TASK GOAL:
In the items below, copy verbatim the lines from the one containing "target: mt. fuji" through the one containing "task: trace the outline of every instance of the mt.", including both.

(Shape boundary entries)
______________________________

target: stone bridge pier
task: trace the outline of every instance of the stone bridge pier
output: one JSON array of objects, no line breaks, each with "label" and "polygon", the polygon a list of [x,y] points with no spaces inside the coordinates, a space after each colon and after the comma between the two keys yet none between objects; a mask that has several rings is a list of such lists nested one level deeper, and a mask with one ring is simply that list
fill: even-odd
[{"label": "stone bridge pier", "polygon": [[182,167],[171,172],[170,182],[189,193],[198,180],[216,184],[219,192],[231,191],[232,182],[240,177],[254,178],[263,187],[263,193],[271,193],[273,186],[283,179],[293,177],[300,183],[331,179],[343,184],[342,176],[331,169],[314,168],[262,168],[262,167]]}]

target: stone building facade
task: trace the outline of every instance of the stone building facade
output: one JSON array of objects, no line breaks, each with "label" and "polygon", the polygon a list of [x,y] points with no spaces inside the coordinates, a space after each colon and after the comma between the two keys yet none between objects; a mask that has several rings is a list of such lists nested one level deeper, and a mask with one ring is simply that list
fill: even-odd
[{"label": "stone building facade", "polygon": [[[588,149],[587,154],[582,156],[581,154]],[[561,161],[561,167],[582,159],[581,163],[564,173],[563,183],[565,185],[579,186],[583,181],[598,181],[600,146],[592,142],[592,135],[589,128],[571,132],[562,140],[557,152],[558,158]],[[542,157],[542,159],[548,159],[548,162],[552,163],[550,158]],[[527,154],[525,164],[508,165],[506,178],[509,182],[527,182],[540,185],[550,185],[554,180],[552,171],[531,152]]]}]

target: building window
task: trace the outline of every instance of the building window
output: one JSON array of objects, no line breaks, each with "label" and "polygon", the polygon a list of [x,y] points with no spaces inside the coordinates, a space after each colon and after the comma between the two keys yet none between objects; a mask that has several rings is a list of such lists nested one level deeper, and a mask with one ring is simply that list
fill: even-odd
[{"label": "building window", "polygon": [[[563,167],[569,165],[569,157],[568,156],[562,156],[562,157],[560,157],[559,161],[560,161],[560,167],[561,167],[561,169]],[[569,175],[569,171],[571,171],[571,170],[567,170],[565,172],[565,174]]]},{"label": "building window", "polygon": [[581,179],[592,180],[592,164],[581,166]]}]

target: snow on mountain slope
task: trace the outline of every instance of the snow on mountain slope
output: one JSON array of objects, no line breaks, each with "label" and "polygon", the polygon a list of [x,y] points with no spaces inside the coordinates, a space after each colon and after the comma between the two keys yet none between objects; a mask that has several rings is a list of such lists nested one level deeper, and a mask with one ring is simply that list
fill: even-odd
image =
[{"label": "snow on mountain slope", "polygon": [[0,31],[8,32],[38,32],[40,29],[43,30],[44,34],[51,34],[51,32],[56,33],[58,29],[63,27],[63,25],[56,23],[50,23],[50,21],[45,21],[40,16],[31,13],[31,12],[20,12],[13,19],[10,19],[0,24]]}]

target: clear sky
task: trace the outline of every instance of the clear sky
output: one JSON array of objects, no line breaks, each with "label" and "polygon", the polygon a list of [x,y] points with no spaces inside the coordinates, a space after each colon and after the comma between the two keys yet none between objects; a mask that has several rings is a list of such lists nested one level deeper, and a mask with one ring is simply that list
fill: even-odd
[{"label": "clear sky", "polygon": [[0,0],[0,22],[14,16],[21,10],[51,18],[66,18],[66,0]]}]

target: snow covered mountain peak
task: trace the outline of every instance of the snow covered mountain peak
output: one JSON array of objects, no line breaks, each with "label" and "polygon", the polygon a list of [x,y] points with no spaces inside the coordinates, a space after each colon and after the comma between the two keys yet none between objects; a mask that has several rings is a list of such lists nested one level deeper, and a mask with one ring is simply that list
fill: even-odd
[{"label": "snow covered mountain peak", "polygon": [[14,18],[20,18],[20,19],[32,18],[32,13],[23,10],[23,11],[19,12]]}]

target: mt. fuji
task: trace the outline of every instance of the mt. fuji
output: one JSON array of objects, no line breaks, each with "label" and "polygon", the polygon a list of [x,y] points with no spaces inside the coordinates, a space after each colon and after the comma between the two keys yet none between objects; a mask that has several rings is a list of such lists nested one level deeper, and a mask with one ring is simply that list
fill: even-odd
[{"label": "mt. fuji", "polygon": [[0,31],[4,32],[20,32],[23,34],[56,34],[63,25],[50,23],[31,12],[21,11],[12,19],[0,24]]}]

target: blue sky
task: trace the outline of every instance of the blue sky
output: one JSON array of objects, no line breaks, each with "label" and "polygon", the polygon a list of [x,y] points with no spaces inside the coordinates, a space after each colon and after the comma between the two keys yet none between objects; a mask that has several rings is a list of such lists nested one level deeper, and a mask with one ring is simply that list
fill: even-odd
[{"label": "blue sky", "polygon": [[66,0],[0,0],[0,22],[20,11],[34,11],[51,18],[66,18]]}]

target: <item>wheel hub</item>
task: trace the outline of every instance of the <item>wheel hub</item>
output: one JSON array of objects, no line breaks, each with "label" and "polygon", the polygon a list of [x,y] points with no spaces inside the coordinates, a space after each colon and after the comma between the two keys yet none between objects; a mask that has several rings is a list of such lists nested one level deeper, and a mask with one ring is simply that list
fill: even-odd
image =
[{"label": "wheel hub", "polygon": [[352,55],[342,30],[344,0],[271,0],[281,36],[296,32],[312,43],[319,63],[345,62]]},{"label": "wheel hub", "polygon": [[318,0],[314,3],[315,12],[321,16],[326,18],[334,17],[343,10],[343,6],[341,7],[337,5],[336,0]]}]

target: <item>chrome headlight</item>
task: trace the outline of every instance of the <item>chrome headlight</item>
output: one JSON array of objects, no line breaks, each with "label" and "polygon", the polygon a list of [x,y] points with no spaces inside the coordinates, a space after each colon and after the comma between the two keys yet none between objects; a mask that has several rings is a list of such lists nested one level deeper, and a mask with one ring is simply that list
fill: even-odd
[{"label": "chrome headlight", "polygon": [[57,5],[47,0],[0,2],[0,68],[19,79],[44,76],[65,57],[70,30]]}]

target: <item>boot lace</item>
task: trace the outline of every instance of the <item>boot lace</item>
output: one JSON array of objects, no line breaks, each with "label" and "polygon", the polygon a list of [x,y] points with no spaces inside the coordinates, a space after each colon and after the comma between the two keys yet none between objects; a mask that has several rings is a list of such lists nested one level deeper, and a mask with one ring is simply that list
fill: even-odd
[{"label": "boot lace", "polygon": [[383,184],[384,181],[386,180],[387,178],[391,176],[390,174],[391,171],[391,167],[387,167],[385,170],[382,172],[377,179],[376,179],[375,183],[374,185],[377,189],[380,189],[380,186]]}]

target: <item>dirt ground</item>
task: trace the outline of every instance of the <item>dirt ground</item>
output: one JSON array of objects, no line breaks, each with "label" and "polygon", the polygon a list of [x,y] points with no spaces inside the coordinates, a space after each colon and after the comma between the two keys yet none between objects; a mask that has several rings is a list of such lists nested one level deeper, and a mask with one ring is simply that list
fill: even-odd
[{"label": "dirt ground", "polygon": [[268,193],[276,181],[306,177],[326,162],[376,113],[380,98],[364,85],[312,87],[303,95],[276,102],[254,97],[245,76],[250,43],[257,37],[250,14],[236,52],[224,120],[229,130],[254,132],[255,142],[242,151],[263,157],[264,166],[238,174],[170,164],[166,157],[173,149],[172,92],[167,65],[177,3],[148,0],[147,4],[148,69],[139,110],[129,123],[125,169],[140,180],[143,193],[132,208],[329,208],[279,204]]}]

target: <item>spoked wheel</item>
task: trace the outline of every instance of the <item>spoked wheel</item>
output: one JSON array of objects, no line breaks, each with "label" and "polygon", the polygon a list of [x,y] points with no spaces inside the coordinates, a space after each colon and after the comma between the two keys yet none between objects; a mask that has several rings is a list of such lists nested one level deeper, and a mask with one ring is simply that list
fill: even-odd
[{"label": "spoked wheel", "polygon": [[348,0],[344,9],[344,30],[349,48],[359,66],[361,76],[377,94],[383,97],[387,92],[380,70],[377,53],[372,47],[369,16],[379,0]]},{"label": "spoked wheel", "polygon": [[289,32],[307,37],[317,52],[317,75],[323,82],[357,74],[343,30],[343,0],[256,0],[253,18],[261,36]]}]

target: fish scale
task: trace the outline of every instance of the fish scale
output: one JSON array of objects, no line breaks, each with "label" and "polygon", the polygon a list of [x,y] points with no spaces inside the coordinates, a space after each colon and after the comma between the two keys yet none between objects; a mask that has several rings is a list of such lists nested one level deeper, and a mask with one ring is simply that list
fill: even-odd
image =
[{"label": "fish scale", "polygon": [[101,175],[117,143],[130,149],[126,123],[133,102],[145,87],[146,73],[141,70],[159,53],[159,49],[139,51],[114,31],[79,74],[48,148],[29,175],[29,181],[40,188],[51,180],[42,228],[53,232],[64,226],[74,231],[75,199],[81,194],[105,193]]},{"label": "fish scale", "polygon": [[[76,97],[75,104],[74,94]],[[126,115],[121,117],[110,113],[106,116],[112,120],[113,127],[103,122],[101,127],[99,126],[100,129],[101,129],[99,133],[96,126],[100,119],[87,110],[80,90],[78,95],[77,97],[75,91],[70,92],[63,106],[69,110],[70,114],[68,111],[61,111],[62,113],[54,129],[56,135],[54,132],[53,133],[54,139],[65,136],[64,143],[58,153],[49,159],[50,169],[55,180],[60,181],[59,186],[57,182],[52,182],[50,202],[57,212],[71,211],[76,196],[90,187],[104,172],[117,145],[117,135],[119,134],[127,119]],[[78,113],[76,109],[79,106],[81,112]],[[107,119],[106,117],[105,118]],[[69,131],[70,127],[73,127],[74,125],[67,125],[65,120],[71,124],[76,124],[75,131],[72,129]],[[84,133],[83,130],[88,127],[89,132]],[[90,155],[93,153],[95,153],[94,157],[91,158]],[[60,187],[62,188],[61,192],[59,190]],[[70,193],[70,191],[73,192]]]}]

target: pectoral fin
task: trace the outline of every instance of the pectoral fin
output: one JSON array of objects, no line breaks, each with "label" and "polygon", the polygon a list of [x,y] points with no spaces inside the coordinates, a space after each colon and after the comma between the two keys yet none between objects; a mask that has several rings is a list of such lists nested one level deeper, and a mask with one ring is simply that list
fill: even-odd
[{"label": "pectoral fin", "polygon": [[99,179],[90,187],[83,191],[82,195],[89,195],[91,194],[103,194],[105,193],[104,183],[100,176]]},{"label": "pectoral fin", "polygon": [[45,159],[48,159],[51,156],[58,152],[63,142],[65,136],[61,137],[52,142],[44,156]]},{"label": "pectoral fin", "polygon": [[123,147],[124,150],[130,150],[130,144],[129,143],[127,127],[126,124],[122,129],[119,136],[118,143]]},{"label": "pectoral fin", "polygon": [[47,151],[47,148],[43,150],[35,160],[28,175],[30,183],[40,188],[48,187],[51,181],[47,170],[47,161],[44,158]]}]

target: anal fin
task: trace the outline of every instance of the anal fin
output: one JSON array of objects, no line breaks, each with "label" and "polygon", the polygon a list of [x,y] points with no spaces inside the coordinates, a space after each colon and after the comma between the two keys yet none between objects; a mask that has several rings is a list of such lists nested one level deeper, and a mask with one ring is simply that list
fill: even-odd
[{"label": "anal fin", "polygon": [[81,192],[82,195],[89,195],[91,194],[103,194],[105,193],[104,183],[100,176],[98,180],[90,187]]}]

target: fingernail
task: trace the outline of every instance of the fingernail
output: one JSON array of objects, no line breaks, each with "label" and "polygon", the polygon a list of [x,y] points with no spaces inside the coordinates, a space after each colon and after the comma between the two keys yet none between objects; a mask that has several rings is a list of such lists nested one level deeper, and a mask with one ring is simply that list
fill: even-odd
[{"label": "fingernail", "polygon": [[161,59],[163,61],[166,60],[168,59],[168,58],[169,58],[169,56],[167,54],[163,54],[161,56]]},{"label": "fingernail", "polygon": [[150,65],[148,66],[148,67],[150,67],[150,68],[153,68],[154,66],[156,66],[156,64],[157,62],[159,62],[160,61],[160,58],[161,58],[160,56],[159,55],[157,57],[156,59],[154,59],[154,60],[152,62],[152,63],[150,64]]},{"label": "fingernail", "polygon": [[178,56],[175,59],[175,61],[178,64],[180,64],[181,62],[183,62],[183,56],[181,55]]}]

______________________________

OUTPUT OF THE TASK:
target: mt. fuji
task: trace the outline of every instance of the mt. fuji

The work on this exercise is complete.